Work task:
Below are records; reproduce exactly the lines from the one that has "column 200, row 210" through the one that has "column 853, row 495", ends included, and nothing more.
Material to process below:
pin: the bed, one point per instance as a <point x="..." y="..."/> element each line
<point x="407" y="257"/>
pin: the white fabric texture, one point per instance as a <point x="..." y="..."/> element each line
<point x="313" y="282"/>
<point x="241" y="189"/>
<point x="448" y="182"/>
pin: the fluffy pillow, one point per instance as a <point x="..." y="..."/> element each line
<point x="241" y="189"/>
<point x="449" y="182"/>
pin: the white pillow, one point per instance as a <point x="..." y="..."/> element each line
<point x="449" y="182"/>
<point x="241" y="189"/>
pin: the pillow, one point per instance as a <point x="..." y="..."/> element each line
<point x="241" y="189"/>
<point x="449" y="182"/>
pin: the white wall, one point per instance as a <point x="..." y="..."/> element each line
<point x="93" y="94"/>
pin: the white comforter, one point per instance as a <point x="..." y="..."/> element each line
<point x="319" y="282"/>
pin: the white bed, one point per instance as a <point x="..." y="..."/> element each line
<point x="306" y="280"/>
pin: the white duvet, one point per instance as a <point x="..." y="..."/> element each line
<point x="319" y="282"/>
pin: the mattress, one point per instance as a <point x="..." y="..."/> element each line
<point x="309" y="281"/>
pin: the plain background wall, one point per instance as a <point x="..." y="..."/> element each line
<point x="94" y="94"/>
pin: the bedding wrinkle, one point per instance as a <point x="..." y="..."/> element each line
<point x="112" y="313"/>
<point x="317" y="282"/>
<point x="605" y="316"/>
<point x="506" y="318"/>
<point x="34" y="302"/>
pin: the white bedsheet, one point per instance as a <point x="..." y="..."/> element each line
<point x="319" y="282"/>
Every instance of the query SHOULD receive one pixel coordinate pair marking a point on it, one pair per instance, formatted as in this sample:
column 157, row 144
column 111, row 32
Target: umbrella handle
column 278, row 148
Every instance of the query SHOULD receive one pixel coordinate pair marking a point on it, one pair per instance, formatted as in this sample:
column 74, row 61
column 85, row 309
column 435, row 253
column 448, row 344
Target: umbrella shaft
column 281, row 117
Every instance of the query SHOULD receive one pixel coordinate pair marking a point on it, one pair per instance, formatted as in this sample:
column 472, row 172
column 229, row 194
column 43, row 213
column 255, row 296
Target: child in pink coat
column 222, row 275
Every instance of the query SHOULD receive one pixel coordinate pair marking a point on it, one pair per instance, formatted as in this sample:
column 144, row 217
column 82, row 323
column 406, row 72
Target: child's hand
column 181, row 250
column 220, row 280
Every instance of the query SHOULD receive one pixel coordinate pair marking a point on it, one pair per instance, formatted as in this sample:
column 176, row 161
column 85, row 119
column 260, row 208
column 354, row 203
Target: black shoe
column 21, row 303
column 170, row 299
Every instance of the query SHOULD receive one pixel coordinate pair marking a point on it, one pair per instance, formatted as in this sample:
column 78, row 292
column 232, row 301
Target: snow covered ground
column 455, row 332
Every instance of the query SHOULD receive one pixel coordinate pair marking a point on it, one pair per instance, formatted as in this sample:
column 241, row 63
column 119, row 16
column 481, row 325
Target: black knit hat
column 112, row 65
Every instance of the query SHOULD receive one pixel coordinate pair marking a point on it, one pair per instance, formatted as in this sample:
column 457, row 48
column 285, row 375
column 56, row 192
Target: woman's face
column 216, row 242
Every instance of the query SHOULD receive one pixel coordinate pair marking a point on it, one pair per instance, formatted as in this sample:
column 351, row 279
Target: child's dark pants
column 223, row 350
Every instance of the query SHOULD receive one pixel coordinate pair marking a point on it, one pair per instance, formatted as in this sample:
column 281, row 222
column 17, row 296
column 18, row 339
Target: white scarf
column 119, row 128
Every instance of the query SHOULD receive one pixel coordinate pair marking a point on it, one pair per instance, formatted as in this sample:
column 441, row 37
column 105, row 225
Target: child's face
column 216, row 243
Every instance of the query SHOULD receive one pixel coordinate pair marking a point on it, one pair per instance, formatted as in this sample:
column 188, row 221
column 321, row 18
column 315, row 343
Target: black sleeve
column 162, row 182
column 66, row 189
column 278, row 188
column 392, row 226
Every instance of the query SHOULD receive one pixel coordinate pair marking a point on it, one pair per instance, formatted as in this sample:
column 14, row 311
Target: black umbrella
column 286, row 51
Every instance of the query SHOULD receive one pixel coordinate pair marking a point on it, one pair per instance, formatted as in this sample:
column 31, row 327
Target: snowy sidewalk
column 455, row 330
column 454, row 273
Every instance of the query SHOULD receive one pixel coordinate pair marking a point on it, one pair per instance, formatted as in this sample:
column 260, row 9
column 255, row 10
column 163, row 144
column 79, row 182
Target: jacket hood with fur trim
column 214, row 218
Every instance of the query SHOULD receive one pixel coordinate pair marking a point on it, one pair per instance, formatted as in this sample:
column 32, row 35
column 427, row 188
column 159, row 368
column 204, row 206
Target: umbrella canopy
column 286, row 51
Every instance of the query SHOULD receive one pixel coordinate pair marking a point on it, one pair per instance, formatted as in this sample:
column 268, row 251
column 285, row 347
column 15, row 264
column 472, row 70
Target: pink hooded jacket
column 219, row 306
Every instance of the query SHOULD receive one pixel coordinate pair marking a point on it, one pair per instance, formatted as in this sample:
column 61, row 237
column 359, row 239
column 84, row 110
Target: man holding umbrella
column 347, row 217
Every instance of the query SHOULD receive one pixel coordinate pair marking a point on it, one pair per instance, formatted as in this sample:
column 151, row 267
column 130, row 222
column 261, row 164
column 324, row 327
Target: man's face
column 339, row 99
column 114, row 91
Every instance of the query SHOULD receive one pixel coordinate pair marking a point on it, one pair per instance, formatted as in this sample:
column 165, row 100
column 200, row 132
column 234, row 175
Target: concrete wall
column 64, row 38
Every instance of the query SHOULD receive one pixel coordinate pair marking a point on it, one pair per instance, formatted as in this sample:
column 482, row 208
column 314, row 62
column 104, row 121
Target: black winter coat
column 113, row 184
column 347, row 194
End of Material to process.
Material to process below:
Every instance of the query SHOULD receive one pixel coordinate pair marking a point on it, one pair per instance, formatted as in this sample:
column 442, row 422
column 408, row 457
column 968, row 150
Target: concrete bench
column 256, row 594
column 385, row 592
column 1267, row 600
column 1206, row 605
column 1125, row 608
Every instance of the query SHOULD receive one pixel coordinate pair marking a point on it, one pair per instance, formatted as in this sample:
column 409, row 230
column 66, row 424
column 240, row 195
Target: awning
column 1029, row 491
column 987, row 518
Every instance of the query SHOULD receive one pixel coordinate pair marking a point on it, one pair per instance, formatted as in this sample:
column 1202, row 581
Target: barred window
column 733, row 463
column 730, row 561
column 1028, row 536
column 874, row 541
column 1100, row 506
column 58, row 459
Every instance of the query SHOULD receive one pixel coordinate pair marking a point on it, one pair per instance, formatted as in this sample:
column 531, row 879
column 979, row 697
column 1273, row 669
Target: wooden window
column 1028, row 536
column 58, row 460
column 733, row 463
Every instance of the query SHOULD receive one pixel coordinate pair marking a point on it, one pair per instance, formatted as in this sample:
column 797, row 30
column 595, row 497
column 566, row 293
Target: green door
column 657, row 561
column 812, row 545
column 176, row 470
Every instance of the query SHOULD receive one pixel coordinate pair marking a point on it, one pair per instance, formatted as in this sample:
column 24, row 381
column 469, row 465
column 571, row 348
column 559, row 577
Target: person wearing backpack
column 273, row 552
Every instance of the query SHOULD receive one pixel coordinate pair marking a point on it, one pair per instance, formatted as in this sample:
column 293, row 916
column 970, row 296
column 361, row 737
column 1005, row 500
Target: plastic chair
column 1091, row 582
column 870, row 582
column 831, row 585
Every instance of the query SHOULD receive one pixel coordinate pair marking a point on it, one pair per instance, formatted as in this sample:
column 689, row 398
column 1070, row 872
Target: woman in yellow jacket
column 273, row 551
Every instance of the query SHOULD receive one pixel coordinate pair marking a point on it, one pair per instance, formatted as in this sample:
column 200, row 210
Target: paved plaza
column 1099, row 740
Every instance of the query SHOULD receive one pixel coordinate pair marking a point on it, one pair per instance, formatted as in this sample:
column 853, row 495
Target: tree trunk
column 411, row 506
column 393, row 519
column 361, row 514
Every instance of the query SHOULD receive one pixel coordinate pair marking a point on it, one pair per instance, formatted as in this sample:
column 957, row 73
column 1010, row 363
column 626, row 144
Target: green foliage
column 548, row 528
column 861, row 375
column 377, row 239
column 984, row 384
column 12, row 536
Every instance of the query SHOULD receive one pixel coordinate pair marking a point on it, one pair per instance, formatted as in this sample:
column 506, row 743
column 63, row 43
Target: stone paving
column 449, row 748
End of Material to process.
Response box:
column 200, row 210
Target: paved plaza
column 1099, row 740
Every instance of the query SHOULD receive one pixel coordinate pair marking a point on it, one pair per instance, formatted as in this sample:
column 853, row 495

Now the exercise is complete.